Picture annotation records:
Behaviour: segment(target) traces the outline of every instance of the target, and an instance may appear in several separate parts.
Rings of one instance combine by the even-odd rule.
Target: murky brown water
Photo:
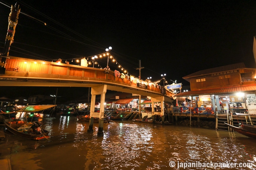
[[[6,132],[6,138],[0,141],[0,159],[9,158],[12,170],[177,169],[183,162],[211,161],[256,164],[256,139],[236,132],[128,121],[105,124],[104,136],[98,137],[98,123],[94,132],[88,133],[88,122],[75,117],[56,116],[44,121],[51,141]]]

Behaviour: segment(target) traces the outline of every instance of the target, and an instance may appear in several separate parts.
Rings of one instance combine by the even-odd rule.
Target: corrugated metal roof
[[[251,86],[245,86],[219,89],[202,90],[200,90],[189,91],[180,93],[175,96],[197,96],[204,95],[215,95],[218,94],[232,93],[236,92],[246,92],[256,90],[256,84]]]
[[[197,76],[207,75],[209,74],[224,72],[227,71],[235,70],[245,68],[245,66],[244,63],[239,63],[236,64],[231,64],[221,67],[206,69],[206,70],[198,71],[194,73],[185,76],[183,78],[189,82],[189,78]]]

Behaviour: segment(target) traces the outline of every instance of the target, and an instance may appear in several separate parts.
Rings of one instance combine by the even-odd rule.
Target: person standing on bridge
[[[62,61],[62,60],[61,60],[61,59],[59,59],[58,60],[56,61],[56,63],[61,63],[61,61]]]
[[[87,67],[88,65],[88,64],[87,63],[87,60],[85,59],[85,57],[84,57],[84,58],[81,59],[81,66]]]

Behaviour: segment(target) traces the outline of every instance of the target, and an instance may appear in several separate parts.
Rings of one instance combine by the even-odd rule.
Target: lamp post
[[[163,86],[165,86],[165,76],[166,75],[166,74],[161,74],[161,76],[163,77]]]
[[[109,51],[110,51],[111,50],[112,50],[112,47],[108,47],[108,48],[106,48],[106,52],[108,52]],[[109,54],[108,54],[108,62],[107,63],[107,71],[106,72],[108,72],[108,68],[109,67],[108,66],[108,61],[109,60]]]

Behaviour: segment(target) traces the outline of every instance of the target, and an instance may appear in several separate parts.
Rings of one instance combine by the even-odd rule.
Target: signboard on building
[[[181,83],[175,84],[174,84],[166,86],[168,89],[173,89],[181,88]]]
[[[210,101],[210,95],[201,95],[199,96],[199,101]]]
[[[144,89],[148,89],[148,84],[146,85],[145,84],[142,84],[138,83],[137,83],[137,87],[144,88]]]

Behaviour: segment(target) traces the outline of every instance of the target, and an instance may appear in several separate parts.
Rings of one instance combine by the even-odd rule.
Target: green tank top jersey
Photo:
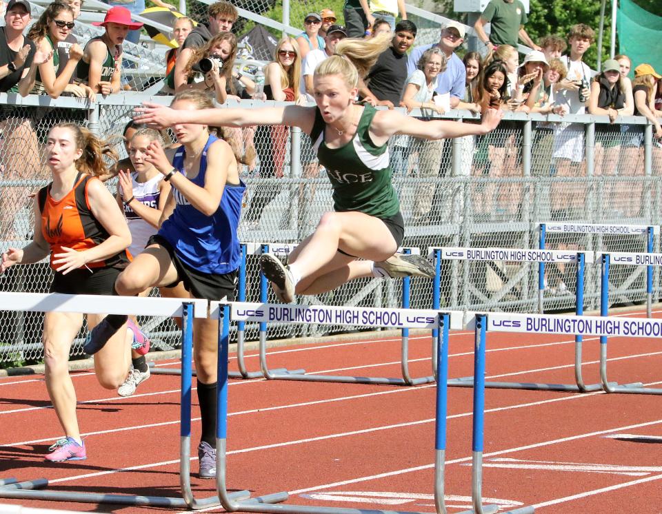
[[[319,109],[310,138],[320,163],[333,187],[333,208],[337,212],[358,211],[377,218],[390,218],[400,211],[400,202],[391,183],[388,143],[377,146],[369,128],[377,110],[365,105],[357,133],[340,148],[324,142],[326,124]]]
[[[50,45],[50,48],[54,50],[53,68],[57,72],[58,67],[60,65],[60,56],[58,55],[57,48],[56,48],[55,45],[53,44],[52,40],[48,35],[46,36],[46,41],[48,41],[49,44]],[[43,83],[41,81],[41,75],[39,74],[39,68],[37,68],[37,74],[35,75],[34,79],[34,85],[32,86],[32,89],[30,92],[32,94],[45,94],[46,92],[46,88],[43,87]]]
[[[96,41],[103,41],[101,37],[93,37],[88,41],[88,45]],[[106,43],[104,43],[104,44]],[[85,45],[86,49],[87,49],[88,45]],[[110,82],[112,74],[115,72],[115,59],[108,46],[106,48],[106,60],[101,65],[101,82]],[[78,66],[76,67],[76,78],[81,82],[88,83],[90,80],[90,63],[85,62],[83,59],[78,61]]]

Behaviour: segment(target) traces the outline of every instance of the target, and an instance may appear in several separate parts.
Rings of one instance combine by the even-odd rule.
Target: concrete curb
[[[642,305],[632,305],[624,307],[616,307],[610,309],[611,312],[616,313],[623,313],[632,312],[634,311],[641,311]],[[653,310],[662,307],[662,303],[654,303]],[[600,313],[599,311],[587,311],[584,313],[585,316],[594,316]],[[412,336],[425,335],[429,331],[417,329],[410,330],[410,334]],[[285,346],[301,346],[303,345],[318,345],[327,343],[331,341],[365,341],[371,339],[388,339],[391,338],[397,338],[400,336],[399,330],[382,330],[370,332],[353,332],[352,333],[341,333],[332,336],[323,336],[317,338],[290,338],[289,339],[277,339],[268,342],[269,348],[277,348]],[[259,347],[257,341],[246,342],[244,345],[245,351],[254,351]],[[235,345],[230,345],[230,353],[236,353]],[[168,350],[167,351],[153,351],[147,354],[147,360],[150,362],[158,362],[159,360],[166,360],[168,359],[178,359],[181,356],[180,350]],[[82,369],[92,369],[94,367],[94,360],[92,358],[88,359],[81,359],[81,360],[74,360],[69,362],[70,371],[78,371]],[[23,376],[26,375],[43,375],[44,372],[44,364],[38,364],[34,366],[25,366],[20,368],[10,368],[9,369],[0,369],[0,378]]]

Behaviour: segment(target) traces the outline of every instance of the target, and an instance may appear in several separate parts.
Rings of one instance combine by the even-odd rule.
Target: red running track
[[[269,363],[309,373],[397,377],[399,347],[399,339],[376,337],[277,348],[269,353]],[[430,374],[430,347],[429,338],[412,338],[413,376]],[[614,338],[608,347],[610,380],[662,387],[662,341]],[[450,377],[472,374],[472,333],[452,333],[450,348]],[[572,381],[572,338],[491,333],[487,348],[488,380]],[[587,383],[599,380],[598,358],[597,340],[588,338]],[[257,356],[247,362],[256,369]],[[4,378],[0,477],[46,477],[54,491],[178,496],[179,378],[152,376],[136,395],[121,398],[101,389],[92,373],[72,376],[88,460],[43,462],[48,446],[61,434],[43,378]],[[228,486],[254,494],[288,491],[289,501],[300,504],[432,513],[434,395],[432,385],[231,381]],[[545,514],[660,513],[661,401],[639,395],[488,389],[483,496],[504,508],[534,505]],[[471,389],[449,389],[445,492],[450,513],[470,507],[471,403]],[[197,413],[194,407],[194,441]],[[192,482],[197,495],[214,493],[212,482]],[[98,512],[146,510],[0,502]]]

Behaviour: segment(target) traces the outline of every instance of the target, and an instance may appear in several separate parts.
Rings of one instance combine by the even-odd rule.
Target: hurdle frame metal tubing
[[[263,243],[261,251],[267,253],[270,251],[270,244]],[[414,247],[407,247],[400,249],[405,254],[411,254],[412,250],[418,251]],[[403,279],[402,287],[402,308],[408,309],[410,306],[411,280],[409,277]],[[260,273],[260,301],[267,303],[267,293],[268,280],[266,277]],[[260,367],[265,378],[270,380],[297,380],[301,382],[333,382],[340,384],[366,384],[372,385],[397,385],[414,386],[421,384],[430,384],[434,382],[436,374],[434,358],[432,357],[432,375],[425,377],[412,378],[409,373],[409,329],[401,329],[401,353],[400,368],[402,373],[401,378],[390,378],[388,377],[358,377],[343,376],[339,375],[316,375],[305,374],[305,369],[270,369],[267,364],[267,323],[260,322],[259,347],[260,347]],[[432,354],[434,355],[434,341],[432,340]]]
[[[434,251],[434,266],[437,270],[437,274],[434,277],[434,294],[433,295],[433,305],[432,309],[434,310],[439,310],[440,309],[439,302],[441,294],[439,291],[439,289],[441,287],[441,260],[442,258],[442,251],[444,249],[443,247],[441,248],[431,248]],[[475,249],[479,250],[482,249],[480,248],[459,248],[454,249]],[[521,249],[518,248],[506,248],[502,249],[505,250],[519,250]],[[584,271],[585,269],[585,260],[586,260],[586,252],[585,251],[577,251],[572,252],[576,253],[577,256],[576,261],[576,289],[575,291],[575,298],[576,302],[576,313],[577,316],[581,316],[583,313],[583,305],[584,305]],[[592,256],[592,254],[591,254]],[[473,262],[487,262],[487,261],[479,261],[474,260]],[[545,261],[545,262],[554,262],[554,261]],[[539,265],[542,264],[539,263]],[[539,271],[541,271],[540,266],[539,265]],[[544,269],[542,270],[544,272]],[[486,382],[485,383],[485,387],[488,389],[525,389],[528,391],[562,391],[562,392],[570,392],[570,393],[586,393],[594,391],[600,391],[602,389],[601,384],[592,384],[590,385],[586,385],[583,382],[583,380],[581,376],[581,338],[578,338],[575,336],[575,351],[574,351],[574,376],[575,376],[575,384],[544,384],[544,383],[536,383],[536,382]],[[483,380],[484,381],[484,378]],[[448,385],[452,387],[474,387],[474,377],[461,377],[459,378],[452,378],[448,380]]]
[[[485,438],[485,329],[487,314],[475,315],[474,345],[474,386],[473,416],[472,422],[471,458],[471,499],[473,510],[460,514],[494,514],[499,510],[499,505],[483,505],[483,448]],[[504,514],[532,514],[532,506],[519,507],[508,511]]]
[[[229,304],[219,305],[219,395],[217,420],[216,484],[221,504],[228,512],[290,513],[292,514],[366,514],[364,509],[344,508],[328,506],[307,506],[284,504],[289,495],[286,491],[259,496],[248,500],[232,497],[227,488],[227,438],[228,438],[228,347],[230,336],[230,309]],[[440,376],[448,376],[448,330],[450,316],[448,313],[437,313],[437,330],[441,334],[436,349],[438,353]],[[445,454],[445,424],[447,407],[445,381],[437,384],[435,411],[435,460],[434,460],[434,503],[437,514],[446,514],[444,505],[443,481]],[[271,504],[278,503],[279,505]],[[371,509],[371,514],[422,514],[414,512],[381,511]],[[525,514],[524,512],[521,514]]]
[[[539,247],[540,249],[545,249],[545,240],[547,236],[547,225],[550,224],[558,225],[558,224],[565,224],[565,225],[585,225],[585,226],[597,226],[594,224],[591,223],[583,223],[581,222],[572,222],[572,221],[564,221],[564,222],[555,222],[552,223],[552,222],[545,222],[539,224]],[[649,254],[652,254],[654,251],[654,238],[655,234],[659,231],[659,227],[657,225],[611,225],[608,224],[608,226],[612,227],[638,227],[639,229],[645,229],[646,230],[646,251]],[[556,234],[583,234],[583,232],[556,232],[554,231]],[[596,235],[596,236],[603,236],[609,235],[600,233],[595,233],[587,234],[587,235]],[[637,235],[637,234],[630,234],[630,235]],[[591,251],[590,249],[584,249],[585,251]],[[596,254],[601,254],[602,252],[596,252]],[[610,252],[616,253],[616,252]],[[544,313],[544,299],[543,299],[543,291],[545,289],[545,264],[541,263],[539,265],[539,277],[538,282],[538,310],[541,314]],[[653,305],[653,267],[647,266],[646,267],[646,316],[648,318],[652,318],[652,305]],[[581,336],[579,336],[581,338]]]
[[[12,298],[9,295],[13,295]],[[90,302],[99,300],[98,296],[92,295],[65,295],[61,294],[41,294],[38,293],[23,293],[19,298],[16,298],[16,293],[0,293],[0,304],[4,310],[23,310],[36,312],[60,311],[89,313]],[[206,300],[178,300],[177,298],[127,298],[123,296],[104,296],[105,305],[103,313],[124,314],[127,311],[132,313],[143,316],[181,316],[182,317],[182,337],[184,341],[188,341],[188,346],[192,347],[193,318],[194,317],[206,317]],[[9,300],[11,303],[8,303]],[[161,307],[155,306],[161,303]],[[163,309],[169,309],[175,305],[179,305],[179,309],[173,309],[172,312],[163,313]],[[167,306],[167,307],[163,307]],[[94,313],[102,313],[100,311]],[[190,351],[189,355],[190,355]],[[190,361],[190,360],[189,360]],[[190,370],[190,367],[189,367]],[[182,375],[182,381],[187,378],[187,373]],[[190,382],[191,376],[188,374],[189,387],[188,426],[189,439],[190,435]],[[182,389],[182,394],[184,389]],[[184,404],[183,395],[182,404]],[[182,408],[183,414],[183,408]],[[182,418],[182,424],[185,419]],[[183,446],[183,445],[182,445]],[[181,466],[180,476],[183,477],[183,471],[187,471],[190,467],[190,451],[186,454],[188,456],[184,459],[185,455],[180,455]],[[183,478],[182,477],[182,483]],[[143,496],[139,495],[119,495],[97,493],[77,493],[57,491],[40,491],[48,485],[48,480],[46,478],[38,478],[34,480],[17,482],[14,478],[7,478],[0,480],[0,498],[17,498],[20,500],[44,500],[49,502],[72,502],[76,503],[90,504],[110,504],[113,505],[128,505],[134,506],[152,507],[172,507],[174,508],[201,508],[219,504],[219,499],[216,497],[205,498],[198,501],[190,494],[190,488],[188,490],[182,489],[183,497],[168,497],[162,496]],[[36,489],[36,490],[35,490]],[[236,498],[243,498],[250,495],[248,491],[237,491],[231,496]]]
[[[547,224],[540,224],[540,239],[539,241],[539,248],[541,250],[545,249],[545,240],[547,234]],[[545,313],[545,263],[540,263],[538,265],[538,311],[541,314]],[[583,259],[581,265],[584,267]],[[584,278],[583,269],[582,270],[582,280],[580,282],[577,280],[576,291],[576,305],[575,306],[575,313],[577,316],[582,316],[584,313]],[[579,289],[581,289],[581,296],[579,296]],[[579,298],[581,301],[579,301]],[[579,393],[592,393],[596,391],[600,391],[602,389],[602,384],[590,384],[587,385],[584,383],[584,378],[581,369],[581,360],[583,354],[582,345],[583,343],[583,336],[581,334],[574,335],[574,381],[577,384],[577,392]]]
[[[609,268],[611,256],[608,253],[601,256],[602,266],[600,273],[600,316],[609,315]],[[648,266],[652,268],[652,266]],[[652,271],[649,271],[652,276]],[[648,316],[650,318],[650,316]],[[624,394],[650,394],[662,395],[662,389],[654,387],[644,387],[641,382],[624,384],[619,385],[615,382],[610,382],[607,378],[607,336],[600,336],[600,378],[602,380],[602,388],[606,393],[621,393]]]

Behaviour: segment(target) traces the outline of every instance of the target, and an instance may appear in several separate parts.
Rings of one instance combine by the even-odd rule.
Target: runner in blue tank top
[[[315,70],[316,107],[174,112],[146,103],[137,110],[137,123],[161,127],[183,121],[232,127],[285,125],[311,136],[333,187],[334,212],[323,215],[315,232],[290,254],[287,266],[275,256],[261,256],[262,271],[284,302],[293,301],[295,293],[319,294],[361,277],[433,276],[427,259],[394,255],[403,241],[404,224],[390,180],[388,141],[397,134],[441,139],[486,134],[501,119],[499,111],[489,109],[480,125],[423,121],[356,105],[359,77],[370,67],[367,57],[373,56],[374,63],[389,41],[385,35],[339,42],[336,53],[340,55],[329,57]],[[363,59],[358,59],[359,55]]]
[[[184,112],[212,108],[213,104],[205,93],[188,90],[175,95],[171,107]],[[177,123],[173,130],[182,146],[172,164],[157,142],[150,143],[146,152],[148,160],[172,186],[161,228],[117,278],[115,290],[119,295],[135,296],[149,287],[181,282],[190,298],[233,300],[240,262],[237,229],[245,185],[230,145],[210,135],[206,125]],[[121,316],[104,319],[108,321],[92,331],[86,342],[88,353],[98,351],[108,334],[123,322]],[[218,320],[196,318],[193,334],[202,418],[200,477],[214,478]]]

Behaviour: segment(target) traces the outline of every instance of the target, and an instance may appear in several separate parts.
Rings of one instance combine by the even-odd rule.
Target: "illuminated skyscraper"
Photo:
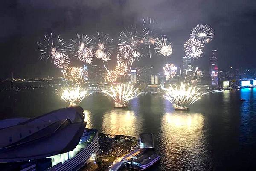
[[[191,56],[184,56],[182,57],[182,67],[183,67],[183,78],[185,78],[186,71],[188,70],[187,77],[191,75],[193,70],[192,70],[192,65],[191,64],[192,59]]]
[[[131,84],[136,84],[136,70],[131,70]]]
[[[210,61],[210,75],[212,80],[212,86],[217,87],[218,82],[217,50],[212,50],[212,54],[209,59]]]
[[[84,79],[85,82],[88,81],[88,65],[87,64],[84,65]]]

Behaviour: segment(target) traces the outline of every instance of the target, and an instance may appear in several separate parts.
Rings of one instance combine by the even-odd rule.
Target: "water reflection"
[[[164,152],[161,155],[165,159],[162,160],[162,167],[166,169],[175,167],[179,170],[204,170],[202,164],[207,156],[204,119],[201,113],[180,111],[163,116],[160,150]]]
[[[141,116],[135,116],[133,111],[116,109],[104,114],[102,130],[105,133],[137,137],[142,123]]]

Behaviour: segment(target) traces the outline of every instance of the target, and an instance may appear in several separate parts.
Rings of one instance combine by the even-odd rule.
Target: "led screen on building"
[[[242,87],[250,86],[250,80],[242,81]]]
[[[229,81],[223,81],[223,87],[229,87]]]

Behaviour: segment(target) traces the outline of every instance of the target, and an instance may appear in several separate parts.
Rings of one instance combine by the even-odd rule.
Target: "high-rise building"
[[[87,64],[84,65],[84,81],[87,82],[88,81],[88,65]]]
[[[151,84],[158,84],[158,77],[156,75],[151,75]]]
[[[149,83],[151,80],[152,68],[147,67],[138,67],[136,68],[137,83]]]
[[[136,70],[131,70],[131,84],[136,84]]]
[[[210,75],[212,81],[212,86],[217,87],[218,86],[218,82],[217,50],[212,50],[212,54],[209,59],[210,61]]]
[[[151,84],[151,75],[153,68],[148,67],[138,67],[136,68],[136,79],[137,85],[141,89],[148,87]]]
[[[88,68],[88,79],[90,83],[106,82],[107,70],[104,67],[89,65]]]
[[[184,56],[182,57],[182,78],[185,78],[186,70],[187,70],[187,77],[192,74],[193,70],[192,70],[192,65],[191,64],[192,60],[191,56]]]

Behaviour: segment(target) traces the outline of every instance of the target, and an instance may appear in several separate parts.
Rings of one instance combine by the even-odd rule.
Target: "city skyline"
[[[217,12],[215,14],[212,11],[209,12],[205,11],[206,9],[209,9],[209,6],[202,4],[202,7],[199,9],[195,7],[191,9],[192,13],[194,14],[196,14],[195,15],[197,17],[195,19],[191,20],[190,19],[191,18],[189,18],[191,17],[189,17],[190,13],[188,14],[186,12],[185,10],[186,7],[182,6],[183,4],[181,3],[179,4],[181,6],[180,7],[182,9],[180,12],[168,12],[169,10],[166,10],[166,12],[162,14],[163,10],[161,10],[160,12],[158,10],[150,10],[152,9],[154,5],[156,4],[158,4],[161,7],[166,5],[170,8],[169,3],[163,0],[159,3],[150,1],[148,4],[143,3],[143,2],[137,3],[138,4],[137,4],[131,1],[121,0],[114,3],[107,1],[102,2],[102,4],[99,3],[92,6],[89,5],[90,3],[88,2],[88,3],[82,3],[81,6],[73,6],[73,9],[68,9],[70,3],[65,1],[63,1],[61,5],[53,3],[51,6],[47,1],[44,4],[41,4],[39,2],[31,3],[25,2],[21,3],[18,1],[3,3],[3,6],[6,7],[5,10],[10,10],[14,12],[14,14],[21,13],[23,14],[21,15],[22,17],[18,17],[18,15],[7,12],[6,13],[6,18],[3,18],[4,21],[9,18],[8,17],[13,18],[14,21],[20,20],[20,21],[14,23],[12,23],[12,20],[9,20],[2,28],[3,31],[1,32],[1,37],[2,38],[1,44],[3,46],[1,46],[1,50],[3,55],[6,57],[5,60],[1,63],[3,65],[0,74],[1,79],[10,78],[12,72],[17,77],[31,77],[44,75],[49,75],[50,73],[53,75],[58,75],[59,70],[51,66],[52,64],[50,61],[45,63],[39,60],[40,55],[35,50],[35,42],[45,34],[53,32],[63,35],[64,38],[67,39],[74,37],[77,33],[94,34],[97,31],[99,31],[109,34],[116,40],[119,32],[123,30],[131,24],[138,23],[142,17],[155,17],[161,24],[162,28],[164,30],[163,34],[167,35],[170,41],[173,42],[173,52],[168,58],[168,63],[173,63],[176,66],[181,64],[181,58],[185,55],[183,45],[185,41],[189,37],[189,30],[196,24],[202,23],[208,24],[212,27],[215,34],[214,39],[205,48],[202,58],[200,58],[199,61],[196,61],[199,67],[203,70],[208,68],[207,65],[208,64],[208,58],[212,49],[216,49],[218,50],[219,60],[221,64],[219,68],[221,69],[228,68],[231,66],[234,68],[240,67],[247,68],[253,67],[255,59],[251,58],[253,54],[252,51],[253,48],[251,45],[247,44],[247,42],[250,42],[250,40],[252,41],[253,39],[253,35],[250,35],[253,34],[253,32],[249,30],[253,30],[255,27],[253,22],[251,22],[254,18],[253,9],[255,6],[254,5],[254,2],[252,2],[250,6],[239,1],[235,2],[233,4],[229,4],[228,10],[225,12],[229,15],[227,15],[225,12],[219,12],[217,14]],[[213,6],[218,7],[218,10],[219,8],[223,9],[226,6],[225,4],[218,1],[212,3],[211,5]],[[195,6],[197,2],[193,2],[191,5]],[[135,9],[141,7],[145,4],[146,6],[143,8],[148,8],[151,13],[147,12],[146,10],[145,12],[136,11],[136,12],[131,12]],[[135,8],[134,6],[135,5],[137,5],[138,7]],[[240,7],[237,8],[238,6],[240,6]],[[135,8],[133,9],[132,6]],[[113,12],[111,13],[107,10],[110,7],[113,8]],[[65,15],[59,16],[60,18],[51,17],[49,21],[47,20],[39,20],[49,18],[47,15],[49,14],[42,14],[42,10],[49,9],[50,11],[49,14],[52,15],[55,13],[56,15],[58,16],[61,8],[68,8],[68,10],[65,12]],[[55,12],[52,11],[53,9]],[[88,14],[94,14],[95,16],[87,15],[88,14],[83,12],[84,10],[81,11],[82,9],[88,11]],[[23,13],[24,10],[27,11],[27,13]],[[230,14],[233,11],[237,12],[236,14],[238,16],[236,17]],[[204,14],[205,17],[199,14],[203,12],[204,12]],[[118,13],[122,14],[116,15]],[[178,24],[177,24],[177,23],[174,23],[175,20],[172,17],[167,21],[165,20],[164,18],[162,16],[169,16],[170,13],[172,14],[172,16],[179,16],[182,18],[188,17],[187,20],[189,21],[184,23],[181,20],[178,21]],[[160,15],[160,14],[161,15]],[[33,14],[35,14],[34,15],[35,18],[38,19],[38,20],[35,21],[35,19],[31,18],[31,15]],[[227,18],[227,15],[230,18]],[[114,16],[116,18],[115,20],[111,21],[108,19],[108,17]],[[104,20],[99,20],[103,16]],[[223,17],[223,20],[217,21],[216,19],[221,17]],[[244,19],[245,18],[246,20]],[[59,20],[60,18],[61,20]],[[57,22],[58,20],[61,21]],[[38,27],[39,26],[41,26],[40,24],[34,24],[33,26],[31,26],[29,24],[31,22],[40,21],[44,21],[45,24],[42,27]],[[237,22],[242,24],[244,26],[241,27]],[[15,26],[12,27],[12,29],[8,29],[12,26],[13,26],[12,24],[15,24]],[[18,28],[20,29],[18,29]],[[235,29],[236,32],[234,32],[233,30]],[[244,34],[243,30],[246,29],[248,30],[247,32],[248,33]],[[250,32],[252,33],[249,33]],[[239,38],[241,40],[236,41],[239,37],[237,35],[239,33],[242,35]],[[11,36],[12,38],[7,38],[9,36]],[[12,49],[15,50],[12,50]],[[112,56],[112,61],[115,61],[115,53],[114,53]],[[141,63],[143,63],[145,65],[153,66],[155,68],[161,69],[162,66],[166,63],[166,61],[164,58],[158,56],[153,56],[151,58],[144,58],[137,62],[137,65],[140,66]],[[110,62],[113,65],[113,64],[111,63],[113,63]],[[75,63],[74,64],[81,66],[82,64],[78,62]],[[34,72],[30,72],[31,70],[33,70]]]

THE REQUEST:
List every line above that contains the string "tank", copying each one in full.

EXERCISE SOLUTION:
Target: green tank top jersey
Target: runner in blue tank top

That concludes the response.